| Dataset content |
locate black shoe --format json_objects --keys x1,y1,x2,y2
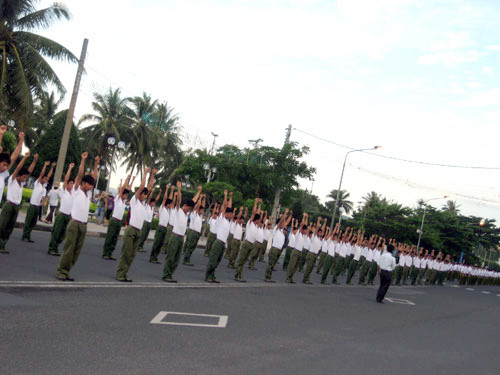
[
  {"x1": 150, "y1": 260, "x2": 161, "y2": 264},
  {"x1": 183, "y1": 261, "x2": 194, "y2": 266},
  {"x1": 212, "y1": 279, "x2": 220, "y2": 283},
  {"x1": 264, "y1": 279, "x2": 276, "y2": 283},
  {"x1": 65, "y1": 277, "x2": 75, "y2": 282},
  {"x1": 303, "y1": 281, "x2": 313, "y2": 285},
  {"x1": 235, "y1": 278, "x2": 247, "y2": 283},
  {"x1": 286, "y1": 279, "x2": 295, "y2": 284},
  {"x1": 346, "y1": 282, "x2": 353, "y2": 285},
  {"x1": 376, "y1": 300, "x2": 384, "y2": 304},
  {"x1": 48, "y1": 251, "x2": 61, "y2": 257},
  {"x1": 162, "y1": 277, "x2": 177, "y2": 283},
  {"x1": 56, "y1": 275, "x2": 66, "y2": 281},
  {"x1": 117, "y1": 278, "x2": 132, "y2": 282},
  {"x1": 227, "y1": 265, "x2": 235, "y2": 269},
  {"x1": 249, "y1": 267, "x2": 257, "y2": 271}
]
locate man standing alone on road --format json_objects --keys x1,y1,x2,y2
[{"x1": 376, "y1": 243, "x2": 396, "y2": 304}]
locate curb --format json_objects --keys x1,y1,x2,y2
[{"x1": 13, "y1": 222, "x2": 208, "y2": 248}]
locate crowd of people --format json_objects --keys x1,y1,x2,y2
[{"x1": 0, "y1": 125, "x2": 499, "y2": 288}]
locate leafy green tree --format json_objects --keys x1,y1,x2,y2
[
  {"x1": 0, "y1": 130, "x2": 17, "y2": 154},
  {"x1": 325, "y1": 189, "x2": 354, "y2": 220},
  {"x1": 25, "y1": 90, "x2": 62, "y2": 148},
  {"x1": 30, "y1": 109, "x2": 82, "y2": 177},
  {"x1": 0, "y1": 1, "x2": 77, "y2": 129},
  {"x1": 442, "y1": 200, "x2": 460, "y2": 214}
]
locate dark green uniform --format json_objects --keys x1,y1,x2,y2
[
  {"x1": 56, "y1": 220, "x2": 87, "y2": 279},
  {"x1": 22, "y1": 203, "x2": 40, "y2": 241},
  {"x1": 116, "y1": 226, "x2": 140, "y2": 280},
  {"x1": 182, "y1": 228, "x2": 201, "y2": 264},
  {"x1": 205, "y1": 231, "x2": 216, "y2": 257},
  {"x1": 320, "y1": 254, "x2": 335, "y2": 284},
  {"x1": 149, "y1": 224, "x2": 168, "y2": 263},
  {"x1": 205, "y1": 239, "x2": 225, "y2": 281},
  {"x1": 248, "y1": 241, "x2": 263, "y2": 269},
  {"x1": 228, "y1": 237, "x2": 241, "y2": 269},
  {"x1": 331, "y1": 255, "x2": 345, "y2": 284},
  {"x1": 102, "y1": 217, "x2": 123, "y2": 258},
  {"x1": 265, "y1": 246, "x2": 281, "y2": 281},
  {"x1": 137, "y1": 220, "x2": 152, "y2": 252},
  {"x1": 286, "y1": 249, "x2": 301, "y2": 283},
  {"x1": 0, "y1": 202, "x2": 20, "y2": 252},
  {"x1": 282, "y1": 246, "x2": 293, "y2": 271},
  {"x1": 234, "y1": 240, "x2": 253, "y2": 281},
  {"x1": 302, "y1": 252, "x2": 318, "y2": 283},
  {"x1": 161, "y1": 224, "x2": 174, "y2": 254},
  {"x1": 162, "y1": 233, "x2": 184, "y2": 280},
  {"x1": 48, "y1": 212, "x2": 71, "y2": 255}
]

| About this exercise |
Would you reproduce each line of the material exactly, omitting the images?

| Answer to this problem |
locate black shoe --format json_objects --keys x1,y1,x2,y2
[
  {"x1": 150, "y1": 260, "x2": 161, "y2": 264},
  {"x1": 183, "y1": 261, "x2": 194, "y2": 266},
  {"x1": 212, "y1": 279, "x2": 220, "y2": 283},
  {"x1": 264, "y1": 279, "x2": 276, "y2": 283},
  {"x1": 65, "y1": 277, "x2": 75, "y2": 282},
  {"x1": 303, "y1": 281, "x2": 313, "y2": 285},
  {"x1": 235, "y1": 278, "x2": 247, "y2": 283},
  {"x1": 286, "y1": 279, "x2": 295, "y2": 284},
  {"x1": 346, "y1": 282, "x2": 353, "y2": 285},
  {"x1": 376, "y1": 300, "x2": 384, "y2": 304},
  {"x1": 48, "y1": 251, "x2": 61, "y2": 257},
  {"x1": 162, "y1": 277, "x2": 177, "y2": 283},
  {"x1": 56, "y1": 275, "x2": 66, "y2": 281},
  {"x1": 117, "y1": 278, "x2": 132, "y2": 282},
  {"x1": 227, "y1": 265, "x2": 235, "y2": 269},
  {"x1": 249, "y1": 267, "x2": 257, "y2": 271}
]
locate man standing alone on road --format json_objects --keys x1,y1,x2,y2
[{"x1": 376, "y1": 243, "x2": 396, "y2": 304}]
locate curb --format json_objects --keys x1,y1,x2,y2
[{"x1": 13, "y1": 222, "x2": 208, "y2": 248}]
locate crowd of people --format json_objects --keys x1,y1,x2,y2
[{"x1": 0, "y1": 125, "x2": 499, "y2": 288}]
locate leafy green tree --format json_objects --keys x1,y1,x2,y2
[
  {"x1": 0, "y1": 130, "x2": 17, "y2": 154},
  {"x1": 325, "y1": 189, "x2": 354, "y2": 220},
  {"x1": 25, "y1": 90, "x2": 62, "y2": 148},
  {"x1": 30, "y1": 109, "x2": 82, "y2": 177},
  {"x1": 0, "y1": 1, "x2": 77, "y2": 129},
  {"x1": 442, "y1": 200, "x2": 460, "y2": 214}
]
locate dark green uniform --format json_objects --keys x1,y1,x2,y2
[
  {"x1": 56, "y1": 220, "x2": 87, "y2": 279},
  {"x1": 22, "y1": 203, "x2": 40, "y2": 241},
  {"x1": 116, "y1": 226, "x2": 140, "y2": 280},
  {"x1": 182, "y1": 228, "x2": 201, "y2": 264},
  {"x1": 205, "y1": 231, "x2": 216, "y2": 257},
  {"x1": 320, "y1": 254, "x2": 335, "y2": 284},
  {"x1": 149, "y1": 224, "x2": 168, "y2": 263},
  {"x1": 205, "y1": 239, "x2": 225, "y2": 281},
  {"x1": 248, "y1": 241, "x2": 263, "y2": 269},
  {"x1": 228, "y1": 237, "x2": 241, "y2": 269},
  {"x1": 331, "y1": 255, "x2": 345, "y2": 284},
  {"x1": 102, "y1": 217, "x2": 123, "y2": 258},
  {"x1": 265, "y1": 246, "x2": 281, "y2": 281},
  {"x1": 137, "y1": 220, "x2": 152, "y2": 252},
  {"x1": 286, "y1": 249, "x2": 301, "y2": 283},
  {"x1": 0, "y1": 202, "x2": 20, "y2": 252},
  {"x1": 282, "y1": 246, "x2": 293, "y2": 271},
  {"x1": 234, "y1": 240, "x2": 253, "y2": 281},
  {"x1": 302, "y1": 252, "x2": 318, "y2": 283},
  {"x1": 161, "y1": 224, "x2": 174, "y2": 254},
  {"x1": 162, "y1": 233, "x2": 184, "y2": 280},
  {"x1": 48, "y1": 212, "x2": 71, "y2": 255}
]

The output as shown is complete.